# WORK TO BE COMPLETED
Give back the data below exactly, with every line kept the same.

** MATERIAL FOR THIS EXERCISE follows **

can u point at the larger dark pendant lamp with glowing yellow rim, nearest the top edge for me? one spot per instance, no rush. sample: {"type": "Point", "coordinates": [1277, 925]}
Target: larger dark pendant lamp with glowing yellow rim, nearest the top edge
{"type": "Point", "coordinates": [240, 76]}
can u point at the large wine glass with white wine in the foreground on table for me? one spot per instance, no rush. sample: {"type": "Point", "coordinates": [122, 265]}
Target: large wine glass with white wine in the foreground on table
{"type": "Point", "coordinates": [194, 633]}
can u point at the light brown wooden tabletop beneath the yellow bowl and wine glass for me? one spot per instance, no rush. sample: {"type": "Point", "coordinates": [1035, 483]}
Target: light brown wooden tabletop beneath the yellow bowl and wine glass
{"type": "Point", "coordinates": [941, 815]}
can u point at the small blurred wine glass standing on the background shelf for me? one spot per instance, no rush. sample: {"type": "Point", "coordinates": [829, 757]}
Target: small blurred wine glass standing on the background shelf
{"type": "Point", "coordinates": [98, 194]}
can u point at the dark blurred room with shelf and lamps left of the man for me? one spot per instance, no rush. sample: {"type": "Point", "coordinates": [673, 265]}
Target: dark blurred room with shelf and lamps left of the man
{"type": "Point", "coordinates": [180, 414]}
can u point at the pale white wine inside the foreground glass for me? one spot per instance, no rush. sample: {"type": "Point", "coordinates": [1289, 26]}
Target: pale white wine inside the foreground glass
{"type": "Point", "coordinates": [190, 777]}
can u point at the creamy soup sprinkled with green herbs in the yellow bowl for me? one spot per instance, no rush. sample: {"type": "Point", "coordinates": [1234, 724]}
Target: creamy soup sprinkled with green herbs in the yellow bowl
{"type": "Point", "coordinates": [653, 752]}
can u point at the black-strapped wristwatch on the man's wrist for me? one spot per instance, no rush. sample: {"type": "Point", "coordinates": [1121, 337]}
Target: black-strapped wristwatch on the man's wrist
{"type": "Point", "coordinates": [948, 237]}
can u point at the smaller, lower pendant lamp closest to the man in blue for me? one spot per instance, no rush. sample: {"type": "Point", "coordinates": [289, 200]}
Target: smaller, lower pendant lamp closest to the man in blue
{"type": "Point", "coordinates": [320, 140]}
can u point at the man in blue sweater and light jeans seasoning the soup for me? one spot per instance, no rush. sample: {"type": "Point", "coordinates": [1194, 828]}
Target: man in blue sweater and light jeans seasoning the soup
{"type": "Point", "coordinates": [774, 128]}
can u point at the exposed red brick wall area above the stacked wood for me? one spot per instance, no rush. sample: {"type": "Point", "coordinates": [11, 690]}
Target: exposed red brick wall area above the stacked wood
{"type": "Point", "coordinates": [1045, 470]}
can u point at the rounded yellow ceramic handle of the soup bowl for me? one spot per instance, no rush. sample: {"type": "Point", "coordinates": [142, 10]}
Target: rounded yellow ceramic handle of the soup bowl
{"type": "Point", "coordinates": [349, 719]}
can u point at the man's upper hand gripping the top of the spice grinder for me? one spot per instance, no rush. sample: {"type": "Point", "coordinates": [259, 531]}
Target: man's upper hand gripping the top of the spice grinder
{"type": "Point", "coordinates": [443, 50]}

** End of MATERIAL FOR THIS EXERCISE **

# REPLY TO THE TASK
can u point at the larger dark pendant lamp with glowing yellow rim, nearest the top edge for me? one spot per instance, no rush. sample: {"type": "Point", "coordinates": [1277, 925]}
Target: larger dark pendant lamp with glowing yellow rim, nearest the top edge
{"type": "Point", "coordinates": [240, 76]}
can u point at the large wine glass with white wine in the foreground on table for me? one spot per instance, no rush. sample: {"type": "Point", "coordinates": [122, 265]}
Target: large wine glass with white wine in the foreground on table
{"type": "Point", "coordinates": [194, 633]}
can u point at the light brown wooden tabletop beneath the yellow bowl and wine glass for me? one spot per instance, no rush. sample: {"type": "Point", "coordinates": [1035, 483]}
Target: light brown wooden tabletop beneath the yellow bowl and wine glass
{"type": "Point", "coordinates": [941, 815]}
can u point at the small blurred wine glass standing on the background shelf for me? one spot per instance, no rush. sample: {"type": "Point", "coordinates": [829, 757]}
Target: small blurred wine glass standing on the background shelf
{"type": "Point", "coordinates": [98, 194]}
can u point at the dark blurred room with shelf and lamps left of the man for me? one spot per instance, no rush. sample: {"type": "Point", "coordinates": [673, 265]}
Target: dark blurred room with shelf and lamps left of the man
{"type": "Point", "coordinates": [180, 414]}
can u point at the pale white wine inside the foreground glass for me? one spot per instance, no rush. sample: {"type": "Point", "coordinates": [1289, 26]}
Target: pale white wine inside the foreground glass
{"type": "Point", "coordinates": [190, 777]}
can u point at the creamy soup sprinkled with green herbs in the yellow bowl for me? one spot per instance, no rush. sample: {"type": "Point", "coordinates": [1234, 724]}
Target: creamy soup sprinkled with green herbs in the yellow bowl
{"type": "Point", "coordinates": [653, 752]}
can u point at the black-strapped wristwatch on the man's wrist for me? one spot per instance, no rush. sample: {"type": "Point", "coordinates": [1121, 337]}
Target: black-strapped wristwatch on the man's wrist
{"type": "Point", "coordinates": [948, 237]}
can u point at the smaller, lower pendant lamp closest to the man in blue for me? one spot per instance, no rush. sample: {"type": "Point", "coordinates": [289, 200]}
Target: smaller, lower pendant lamp closest to the man in blue
{"type": "Point", "coordinates": [320, 140]}
can u point at the man in blue sweater and light jeans seasoning the soup for me? one spot per instance, no rush. sample: {"type": "Point", "coordinates": [1194, 828]}
Target: man in blue sweater and light jeans seasoning the soup
{"type": "Point", "coordinates": [774, 128]}
can u point at the exposed red brick wall area above the stacked wood for me? one spot per instance, no rush. sample: {"type": "Point", "coordinates": [11, 690]}
Target: exposed red brick wall area above the stacked wood
{"type": "Point", "coordinates": [1045, 470]}
can u point at the rounded yellow ceramic handle of the soup bowl for me? one spot per instance, no rush. sample: {"type": "Point", "coordinates": [142, 10]}
Target: rounded yellow ceramic handle of the soup bowl
{"type": "Point", "coordinates": [349, 719]}
can u point at the man's upper hand gripping the top of the spice grinder for me? one spot per instance, no rush. sample: {"type": "Point", "coordinates": [259, 531]}
Target: man's upper hand gripping the top of the spice grinder
{"type": "Point", "coordinates": [443, 50]}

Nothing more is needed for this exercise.